Begin Article
Although we have higher expenses in the quarter, we remain on track with regard to our annual program to take costs out of the system and at a minimum, offset inflation. During the quarter, we were pleased to issue CAD 1.5 billion of long-term debt at historically low rates. While the secured financing was favorable, the interest cost did represent an increase from last year when we had carried an increased commercial paper balance. In addition, this year, we did not have any unrealized gains from forward contracts that were present last year on account of the financing related to the Avista merger. The increased financing costs were partially offset by the savings as a result of the redemption of the convertible debentures in February 2019. Similar to last quarter, we experienced a negative effective tax rate of 3.9% versus 13.4% in the second quarter of the prior year.

The quarterly income tax decreased by CAD 38 million, which results in a tax recovery of CAD 6 million. The decrease in income tax expense was primarily attributable to the accelerated tax depreciation enacted during the quarter, incremental tax deductions from deferred tax asset sharing, as mandated by the OEB, and lower income before taxes in the quarter. As mentioned earlier, the lower taxes pertaining to the accelerated tax depreciation and deferred tax asset sharing are offset by lower revenues, making them net income neutral, with no impact to our regulated return on equity. At this stage, we are not changing our previous guidance of 2% for the effective tax rate in 2019. Over the next five years, we also continue to expect the effective tax rate will be in the range of 8%-11%.

While the decrease in effective tax rate will be net income neutral, it may have an impact on the timing of future cash flows. Moving over to investing activities, the company placed CAD 276 million of assets in service in the second quarter, which is lower compared to last year by approximately CAD 200 million. Last year, a substantial portion of the in-service additions was due to the completion of the Clarington transmission station, which accounted for CAD 197 million of the in-service amount. Moreover, the milder weather, as referenced previously, also meant we had lower storm costs capitalized during the quarter. We are pleased with the productivity being achieved in the overall capital spend and in-servicing of assets. These efficiencies allow us to do more work with the same amount of capital approved by the OEB, which will in turn improve reliability for all customers.

On the regulatory front, our application for transmission rates for the 2020 to 2022 years under the incentive rate-making framework was filed on March 21st. We just finished responding to over 650 interrogatories containing more than 1,500 questions from OEB staff and interveners, which is normal course. We anticipate a hearing in the fall of this year and an expected decision in early 2020. With respect to the deferred tax asset, we have filed an appeal with the Ontario Divisional Court, and a hearing is expected to take place on November 21st. Finally, we continue to work through both the Orillia Power Distribution and Peterborough Distribution merger applications. Technical conferences will be held in October, and we hope for a quick resolution thereafter. I'll stop there, and we'd be pleased to take your questions.
End Article
Answer the following from the quarterly results remarks above, numbering each answer to match its question:
1. How much long-term debt was issued during the quarter?
2. What amount of assets did the company place in service in the second quarter?
3. On what date is the hearing on the deferred tax asset appeal expected to take place?
Begin Information shown
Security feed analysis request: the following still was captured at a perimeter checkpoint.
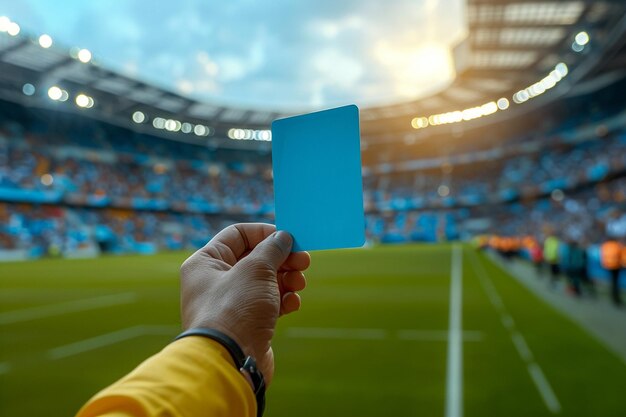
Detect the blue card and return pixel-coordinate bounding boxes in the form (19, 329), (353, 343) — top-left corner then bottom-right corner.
(272, 105), (365, 252)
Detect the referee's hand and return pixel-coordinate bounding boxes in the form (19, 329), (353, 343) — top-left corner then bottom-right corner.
(181, 223), (311, 384)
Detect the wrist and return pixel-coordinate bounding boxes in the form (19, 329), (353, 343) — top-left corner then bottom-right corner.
(174, 327), (265, 417)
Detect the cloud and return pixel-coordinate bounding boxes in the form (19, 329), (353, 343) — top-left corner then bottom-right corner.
(7, 0), (466, 110)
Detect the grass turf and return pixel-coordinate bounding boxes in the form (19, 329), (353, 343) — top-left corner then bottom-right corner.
(0, 245), (626, 417)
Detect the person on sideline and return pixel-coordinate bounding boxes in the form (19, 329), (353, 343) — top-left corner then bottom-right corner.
(600, 238), (622, 306)
(543, 234), (561, 287)
(77, 223), (311, 417)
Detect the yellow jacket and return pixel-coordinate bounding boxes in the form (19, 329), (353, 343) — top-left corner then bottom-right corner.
(76, 336), (256, 417)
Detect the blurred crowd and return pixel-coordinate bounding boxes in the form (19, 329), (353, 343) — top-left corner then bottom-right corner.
(475, 231), (626, 307)
(0, 97), (626, 286)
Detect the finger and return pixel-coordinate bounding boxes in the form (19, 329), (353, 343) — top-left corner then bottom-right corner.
(278, 271), (306, 294)
(280, 292), (302, 315)
(235, 231), (293, 278)
(280, 252), (311, 271)
(200, 223), (276, 265)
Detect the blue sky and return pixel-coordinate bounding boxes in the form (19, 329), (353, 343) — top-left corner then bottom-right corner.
(0, 0), (466, 110)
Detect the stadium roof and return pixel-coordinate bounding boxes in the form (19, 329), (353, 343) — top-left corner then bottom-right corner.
(0, 0), (626, 147)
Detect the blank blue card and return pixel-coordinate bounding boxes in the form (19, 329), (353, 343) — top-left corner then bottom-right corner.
(272, 105), (365, 252)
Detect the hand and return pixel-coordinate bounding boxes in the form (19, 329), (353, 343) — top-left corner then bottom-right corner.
(181, 223), (311, 385)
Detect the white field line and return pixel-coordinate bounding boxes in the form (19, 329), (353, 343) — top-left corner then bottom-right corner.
(511, 330), (533, 362)
(445, 245), (463, 417)
(0, 292), (137, 325)
(285, 327), (483, 342)
(0, 362), (11, 375)
(500, 313), (515, 330)
(470, 252), (561, 414)
(397, 330), (484, 342)
(287, 327), (389, 340)
(47, 326), (179, 359)
(528, 362), (561, 414)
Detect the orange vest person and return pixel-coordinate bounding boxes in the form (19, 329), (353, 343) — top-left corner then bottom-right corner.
(600, 239), (623, 306)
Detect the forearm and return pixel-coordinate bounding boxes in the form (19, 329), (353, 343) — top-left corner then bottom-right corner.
(77, 337), (256, 417)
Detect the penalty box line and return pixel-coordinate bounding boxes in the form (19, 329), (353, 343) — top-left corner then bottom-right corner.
(470, 252), (561, 414)
(445, 244), (463, 417)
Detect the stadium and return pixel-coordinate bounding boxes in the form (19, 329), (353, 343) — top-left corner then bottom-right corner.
(0, 0), (626, 417)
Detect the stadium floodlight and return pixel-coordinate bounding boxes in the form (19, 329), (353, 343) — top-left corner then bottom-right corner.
(165, 119), (181, 132)
(258, 130), (272, 142)
(48, 85), (63, 101)
(40, 174), (54, 187)
(0, 16), (11, 32)
(133, 110), (146, 123)
(180, 122), (193, 133)
(22, 83), (36, 96)
(39, 33), (52, 49)
(7, 22), (21, 36)
(574, 31), (589, 46)
(193, 125), (207, 136)
(77, 49), (91, 64)
(74, 94), (93, 108)
(411, 117), (428, 129)
(437, 184), (450, 197)
(152, 117), (165, 129)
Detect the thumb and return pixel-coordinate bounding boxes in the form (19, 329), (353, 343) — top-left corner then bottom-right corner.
(237, 231), (293, 273)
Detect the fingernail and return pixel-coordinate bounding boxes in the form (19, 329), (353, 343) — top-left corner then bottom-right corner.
(274, 230), (293, 248)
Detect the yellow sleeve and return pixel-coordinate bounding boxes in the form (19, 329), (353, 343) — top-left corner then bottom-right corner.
(76, 336), (256, 417)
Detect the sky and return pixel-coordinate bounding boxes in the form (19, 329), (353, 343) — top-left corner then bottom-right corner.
(0, 0), (467, 111)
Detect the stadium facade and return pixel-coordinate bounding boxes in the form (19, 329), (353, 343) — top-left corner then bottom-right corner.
(0, 0), (626, 284)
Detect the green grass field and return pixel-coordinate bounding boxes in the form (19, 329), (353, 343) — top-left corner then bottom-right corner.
(0, 245), (626, 417)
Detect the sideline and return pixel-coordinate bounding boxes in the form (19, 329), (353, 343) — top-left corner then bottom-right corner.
(284, 327), (484, 342)
(0, 292), (137, 325)
(470, 252), (561, 414)
(445, 244), (463, 417)
(46, 325), (180, 360)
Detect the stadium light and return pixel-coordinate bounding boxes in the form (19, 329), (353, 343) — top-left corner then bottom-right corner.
(411, 117), (428, 129)
(77, 49), (91, 64)
(7, 22), (21, 36)
(193, 125), (208, 136)
(75, 94), (94, 109)
(39, 33), (52, 49)
(574, 31), (589, 46)
(152, 117), (165, 129)
(0, 16), (11, 32)
(133, 111), (146, 123)
(22, 83), (36, 96)
(554, 62), (569, 78)
(40, 174), (54, 187)
(180, 122), (193, 133)
(48, 85), (63, 101)
(228, 128), (272, 142)
(513, 62), (568, 104)
(165, 119), (182, 132)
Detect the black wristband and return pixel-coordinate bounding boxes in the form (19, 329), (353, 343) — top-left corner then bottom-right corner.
(174, 328), (265, 417)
End Information shown
Full response:
1. CAD 1.5 billion
2. CAD 276 million
3. November 21st